The request
Rewrite the entire listing below, swapping "in this photo" for "in this image" and leaving everything else unchanged. Leave the pictures out.
--- begin Task material ---
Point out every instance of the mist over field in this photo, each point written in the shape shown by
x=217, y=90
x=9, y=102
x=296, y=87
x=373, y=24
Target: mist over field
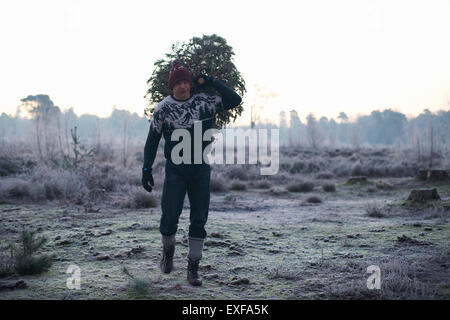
x=339, y=203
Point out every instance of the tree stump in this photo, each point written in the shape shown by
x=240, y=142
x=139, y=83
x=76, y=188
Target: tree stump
x=438, y=175
x=434, y=175
x=422, y=195
x=353, y=180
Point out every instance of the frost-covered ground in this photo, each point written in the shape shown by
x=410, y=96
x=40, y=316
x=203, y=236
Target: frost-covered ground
x=263, y=243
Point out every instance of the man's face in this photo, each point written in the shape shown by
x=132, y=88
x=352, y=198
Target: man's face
x=182, y=90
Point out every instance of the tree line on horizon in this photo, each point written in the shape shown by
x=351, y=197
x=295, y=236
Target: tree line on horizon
x=49, y=128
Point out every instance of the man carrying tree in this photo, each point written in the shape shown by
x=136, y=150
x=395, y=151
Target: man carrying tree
x=180, y=110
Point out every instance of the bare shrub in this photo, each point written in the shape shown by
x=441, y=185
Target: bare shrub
x=374, y=211
x=285, y=274
x=329, y=187
x=262, y=184
x=300, y=187
x=142, y=199
x=325, y=176
x=238, y=173
x=238, y=186
x=15, y=188
x=25, y=259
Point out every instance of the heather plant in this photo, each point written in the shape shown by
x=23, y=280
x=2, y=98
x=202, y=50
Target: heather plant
x=137, y=285
x=26, y=261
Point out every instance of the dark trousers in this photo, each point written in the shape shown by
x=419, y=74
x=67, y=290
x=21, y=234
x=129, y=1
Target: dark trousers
x=195, y=180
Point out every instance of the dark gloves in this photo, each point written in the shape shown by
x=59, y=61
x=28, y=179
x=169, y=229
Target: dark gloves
x=147, y=178
x=202, y=80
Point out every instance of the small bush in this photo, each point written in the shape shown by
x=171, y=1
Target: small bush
x=297, y=167
x=374, y=212
x=262, y=184
x=238, y=173
x=25, y=261
x=301, y=187
x=329, y=187
x=137, y=285
x=144, y=199
x=314, y=199
x=238, y=186
x=218, y=184
x=325, y=176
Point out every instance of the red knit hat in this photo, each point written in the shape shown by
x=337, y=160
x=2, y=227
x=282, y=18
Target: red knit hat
x=177, y=73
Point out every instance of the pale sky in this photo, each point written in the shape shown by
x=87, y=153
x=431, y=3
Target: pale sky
x=315, y=56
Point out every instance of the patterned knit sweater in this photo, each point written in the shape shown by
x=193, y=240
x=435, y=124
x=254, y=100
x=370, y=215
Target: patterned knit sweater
x=171, y=114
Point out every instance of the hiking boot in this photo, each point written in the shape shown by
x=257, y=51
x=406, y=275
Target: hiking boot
x=166, y=263
x=192, y=275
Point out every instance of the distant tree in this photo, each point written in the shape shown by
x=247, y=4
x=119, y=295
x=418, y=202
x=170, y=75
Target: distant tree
x=295, y=127
x=46, y=118
x=343, y=117
x=209, y=55
x=313, y=131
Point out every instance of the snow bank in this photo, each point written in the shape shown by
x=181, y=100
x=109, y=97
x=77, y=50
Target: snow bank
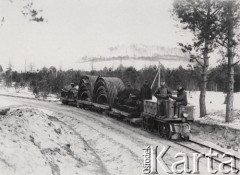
x=25, y=92
x=32, y=143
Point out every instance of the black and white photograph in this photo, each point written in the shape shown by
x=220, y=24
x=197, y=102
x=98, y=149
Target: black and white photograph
x=119, y=87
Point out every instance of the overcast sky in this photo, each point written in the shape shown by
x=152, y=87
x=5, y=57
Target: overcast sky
x=76, y=28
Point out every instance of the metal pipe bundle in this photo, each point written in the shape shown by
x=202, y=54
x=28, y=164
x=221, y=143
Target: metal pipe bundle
x=86, y=87
x=106, y=90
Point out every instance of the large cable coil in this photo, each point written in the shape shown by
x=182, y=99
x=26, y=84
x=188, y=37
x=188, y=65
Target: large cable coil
x=106, y=90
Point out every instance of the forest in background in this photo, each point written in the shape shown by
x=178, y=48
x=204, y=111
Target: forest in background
x=51, y=80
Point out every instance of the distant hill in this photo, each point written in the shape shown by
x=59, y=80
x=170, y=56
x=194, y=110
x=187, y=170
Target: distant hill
x=138, y=52
x=138, y=56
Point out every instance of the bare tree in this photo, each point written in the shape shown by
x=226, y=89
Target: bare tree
x=229, y=40
x=200, y=17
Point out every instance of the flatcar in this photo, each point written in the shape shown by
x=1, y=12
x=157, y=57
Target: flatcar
x=69, y=94
x=167, y=125
x=103, y=94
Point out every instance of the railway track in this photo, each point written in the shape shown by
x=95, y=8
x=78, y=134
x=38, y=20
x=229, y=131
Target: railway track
--- end Task material ---
Answer to this exercise
Point out every instance of the mist over field in this image, each point written in the shape shown by
x=217, y=90
x=9, y=102
x=296, y=87
x=373, y=24
Target: mist over field
x=339, y=203
Point out every instance of the tree stump in this image, each point written in the shape shown by
x=240, y=142
x=139, y=83
x=76, y=188
Target: tree stump
x=438, y=175
x=434, y=175
x=422, y=195
x=353, y=180
Point out every instance of the frost-covered ground in this image, each point written in the shape shown by
x=410, y=96
x=40, y=316
x=203, y=236
Target: frost-covered ground
x=263, y=243
Point out every instance of the man's face in this image, each point written in the shape shown by
x=132, y=88
x=352, y=198
Target: man's face
x=182, y=90
Point out every instance of the tree line on horizon in this image, each point written in the shape shown by
x=351, y=197
x=295, y=236
Target: tree line on horizon
x=49, y=128
Point out every instance of the man carrying tree in this image, each point written in the shape shown by
x=136, y=150
x=395, y=151
Target: man carrying tree
x=180, y=110
Point out every instance of the bare shrub in this image, each point written in the shape shown by
x=441, y=185
Target: bare shrub
x=374, y=211
x=285, y=274
x=329, y=187
x=262, y=184
x=300, y=187
x=142, y=199
x=325, y=176
x=238, y=173
x=238, y=186
x=15, y=188
x=25, y=259
Point out every instance of the heather plant in this image, each point written in the shape shown by
x=23, y=280
x=2, y=98
x=202, y=50
Target: heather plant
x=137, y=285
x=26, y=261
Point out every instance of the dark trousers in this image, each point written in the shape shown by
x=419, y=74
x=67, y=290
x=21, y=234
x=129, y=1
Target: dark trousers
x=195, y=180
Point out every instance of the dark gloves in this image, each point written in the shape shown by
x=59, y=61
x=28, y=179
x=169, y=229
Target: dark gloves
x=147, y=178
x=202, y=80
Point out every instance of the small bush in this image, each point written in the shape shown by
x=171, y=1
Target: small bush
x=297, y=167
x=374, y=212
x=262, y=184
x=238, y=173
x=25, y=261
x=301, y=187
x=329, y=187
x=137, y=285
x=144, y=199
x=314, y=199
x=238, y=186
x=218, y=184
x=325, y=176
Point out every instance of the red knit hat in this image, each point written in the shape shown by
x=337, y=160
x=2, y=227
x=282, y=18
Target: red knit hat
x=177, y=73
Point out every instance of the pale sky in this image, each point written in the shape shown by
x=87, y=153
x=431, y=3
Target: pale sky
x=315, y=56
Point out every instance of the patterned knit sweater in this image, each point written in the shape shown by
x=193, y=240
x=435, y=124
x=254, y=100
x=370, y=215
Target: patterned knit sweater
x=171, y=114
Point out every instance of the hiking boot in this image, each point written in the shape shown by
x=257, y=51
x=406, y=275
Target: hiking boot
x=166, y=263
x=192, y=275
Point out every instance of the distant tree in this image, each point written in the shape shown by
x=247, y=4
x=119, y=295
x=418, y=202
x=170, y=75
Target: distant tree
x=295, y=127
x=46, y=118
x=343, y=117
x=209, y=55
x=313, y=131
Point out every instance of the snow bank in this image, each point written in the shape shown by
x=181, y=100
x=109, y=97
x=77, y=50
Target: snow bank
x=25, y=92
x=32, y=143
Point out every instance of the black and white photograph in this image, each point written in the shape shown by
x=220, y=24
x=197, y=102
x=98, y=149
Target: black and white photograph
x=119, y=87
Point out every instance of the overcast sky in this image, each point written in the shape shown by
x=152, y=87
x=5, y=57
Target: overcast sky
x=76, y=28
Point out every instance of the metal pipe bundle in this image, each point written in the shape shown by
x=202, y=54
x=28, y=164
x=221, y=143
Target: metal pipe bundle
x=86, y=87
x=106, y=90
Point out every instance of the large cable coil in this image, each point written in the shape shown by
x=182, y=99
x=26, y=84
x=188, y=37
x=188, y=65
Target: large cable coil
x=106, y=90
Point out every instance of the forest in background in this image, each point written in the shape shown by
x=178, y=48
x=204, y=111
Target: forest in background
x=51, y=80
Point out every instance of the distant hill in this image, each point written in the shape shown by
x=59, y=80
x=170, y=56
x=194, y=110
x=187, y=170
Target: distant hill
x=138, y=52
x=138, y=56
Point out every instance of the bare tree in this image, each point written in the shape shown by
x=226, y=89
Target: bare tree
x=229, y=40
x=200, y=17
Point out every instance of the flatcar in this image, each point written in the shape shown by
x=1, y=12
x=157, y=57
Target: flatcar
x=69, y=94
x=167, y=125
x=103, y=94
Point out every instance of the railway track in this image, each point written in the shape shown by
x=95, y=8
x=78, y=134
x=38, y=20
x=229, y=131
Target: railway track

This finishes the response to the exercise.